_TEXT SHOWN_

How many symptoms should be present to diagnose CFS/ME? The NICE guidelines suggest that one additional symptom should be present;4 the CDC criteria require four additional symptoms,1 ,2 but other criteria such as the Canadian criteria7 require the assessment of some 65 discrete symptoms, which is a significant burden on both patients and doctors. There is currently no evidence for an obvious cut-off for the number of symptoms that define CFS/ME6 and the approach used in NICE guidelines (just one additional symptom) to ensure that all patients should have access to services seems sensible.
Although disorders that could explain the fatigue must be excluded before a diagnosis of CFS/ME is made, some children will have other diagnoses that either do not fully explain the fatigue or would not always be associated with fatigue, and in these children, a diagnosis of CFS/ME should be considered.1 ,4 For example, you should consider CFS/ME in a child with well controlled diabetes, if fatigue prevented them from attending school over a period of several months.

_PROBLEM DETAILS_
According to the text on diagnosing CFS/ME, how many additional symptoms do the CDC criteria require? The records play no part in this.

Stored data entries
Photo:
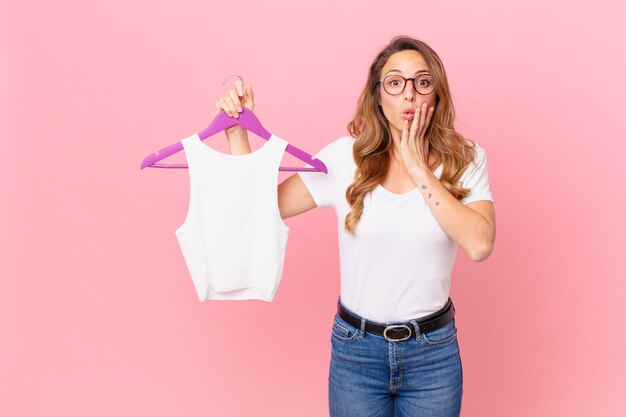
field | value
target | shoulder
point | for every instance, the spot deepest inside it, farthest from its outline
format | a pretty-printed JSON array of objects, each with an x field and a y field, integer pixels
[
  {"x": 337, "y": 148},
  {"x": 480, "y": 154}
]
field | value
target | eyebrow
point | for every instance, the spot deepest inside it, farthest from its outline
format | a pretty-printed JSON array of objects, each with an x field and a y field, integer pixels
[{"x": 397, "y": 70}]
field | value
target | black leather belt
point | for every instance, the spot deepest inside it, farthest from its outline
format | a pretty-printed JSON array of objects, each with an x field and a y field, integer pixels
[{"x": 402, "y": 331}]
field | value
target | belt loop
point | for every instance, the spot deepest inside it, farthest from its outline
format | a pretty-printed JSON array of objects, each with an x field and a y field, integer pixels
[
  {"x": 418, "y": 335},
  {"x": 362, "y": 329}
]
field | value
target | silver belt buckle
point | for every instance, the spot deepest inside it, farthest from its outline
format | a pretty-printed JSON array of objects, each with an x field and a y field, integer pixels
[{"x": 395, "y": 326}]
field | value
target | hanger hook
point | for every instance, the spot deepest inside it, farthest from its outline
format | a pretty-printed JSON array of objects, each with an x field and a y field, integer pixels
[{"x": 234, "y": 75}]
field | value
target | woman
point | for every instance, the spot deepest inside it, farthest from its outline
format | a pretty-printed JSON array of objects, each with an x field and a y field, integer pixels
[{"x": 407, "y": 190}]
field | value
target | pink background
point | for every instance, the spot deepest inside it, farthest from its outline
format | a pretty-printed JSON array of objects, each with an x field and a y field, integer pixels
[{"x": 98, "y": 315}]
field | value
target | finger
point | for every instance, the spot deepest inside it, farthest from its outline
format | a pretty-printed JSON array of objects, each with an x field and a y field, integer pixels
[
  {"x": 224, "y": 107},
  {"x": 236, "y": 100},
  {"x": 239, "y": 87},
  {"x": 232, "y": 108},
  {"x": 249, "y": 100},
  {"x": 431, "y": 111},
  {"x": 422, "y": 120}
]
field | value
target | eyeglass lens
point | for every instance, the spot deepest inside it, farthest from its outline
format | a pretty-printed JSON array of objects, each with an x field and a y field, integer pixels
[{"x": 394, "y": 84}]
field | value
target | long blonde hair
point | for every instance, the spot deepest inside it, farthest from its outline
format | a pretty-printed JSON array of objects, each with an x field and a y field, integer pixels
[{"x": 373, "y": 143}]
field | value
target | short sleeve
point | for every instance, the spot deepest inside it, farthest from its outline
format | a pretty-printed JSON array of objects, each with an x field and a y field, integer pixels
[
  {"x": 323, "y": 187},
  {"x": 476, "y": 179}
]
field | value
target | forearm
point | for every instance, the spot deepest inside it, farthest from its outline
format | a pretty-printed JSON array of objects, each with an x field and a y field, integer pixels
[
  {"x": 238, "y": 140},
  {"x": 468, "y": 228}
]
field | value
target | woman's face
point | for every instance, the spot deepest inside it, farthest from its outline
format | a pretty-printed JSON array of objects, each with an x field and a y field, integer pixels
[{"x": 408, "y": 64}]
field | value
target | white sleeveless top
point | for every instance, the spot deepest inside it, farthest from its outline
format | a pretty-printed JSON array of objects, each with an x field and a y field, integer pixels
[{"x": 233, "y": 239}]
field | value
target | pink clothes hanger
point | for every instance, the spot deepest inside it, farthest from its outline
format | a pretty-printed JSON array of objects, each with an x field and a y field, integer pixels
[{"x": 221, "y": 122}]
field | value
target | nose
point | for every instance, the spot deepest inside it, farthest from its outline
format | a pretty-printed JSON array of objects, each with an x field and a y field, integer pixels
[{"x": 409, "y": 91}]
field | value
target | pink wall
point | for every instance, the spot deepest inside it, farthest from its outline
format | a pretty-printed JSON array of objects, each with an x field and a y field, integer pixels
[{"x": 98, "y": 315}]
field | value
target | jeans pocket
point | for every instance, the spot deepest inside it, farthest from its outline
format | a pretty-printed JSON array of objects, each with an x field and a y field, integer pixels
[
  {"x": 441, "y": 336},
  {"x": 343, "y": 330}
]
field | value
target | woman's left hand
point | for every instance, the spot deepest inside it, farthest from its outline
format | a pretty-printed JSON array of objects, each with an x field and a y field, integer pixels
[{"x": 413, "y": 144}]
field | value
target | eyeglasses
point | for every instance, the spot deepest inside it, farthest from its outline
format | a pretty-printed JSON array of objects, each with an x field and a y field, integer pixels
[{"x": 394, "y": 84}]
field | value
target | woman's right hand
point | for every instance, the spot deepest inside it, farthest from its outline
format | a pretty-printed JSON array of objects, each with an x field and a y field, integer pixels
[{"x": 233, "y": 101}]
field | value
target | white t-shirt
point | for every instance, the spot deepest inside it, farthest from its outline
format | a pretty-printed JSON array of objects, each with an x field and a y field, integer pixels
[
  {"x": 398, "y": 265},
  {"x": 233, "y": 238}
]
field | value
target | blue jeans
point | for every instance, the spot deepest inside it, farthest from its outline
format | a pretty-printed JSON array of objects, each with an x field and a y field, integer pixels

_RESULT FOR THIS EXERCISE_
Four additional symptoms.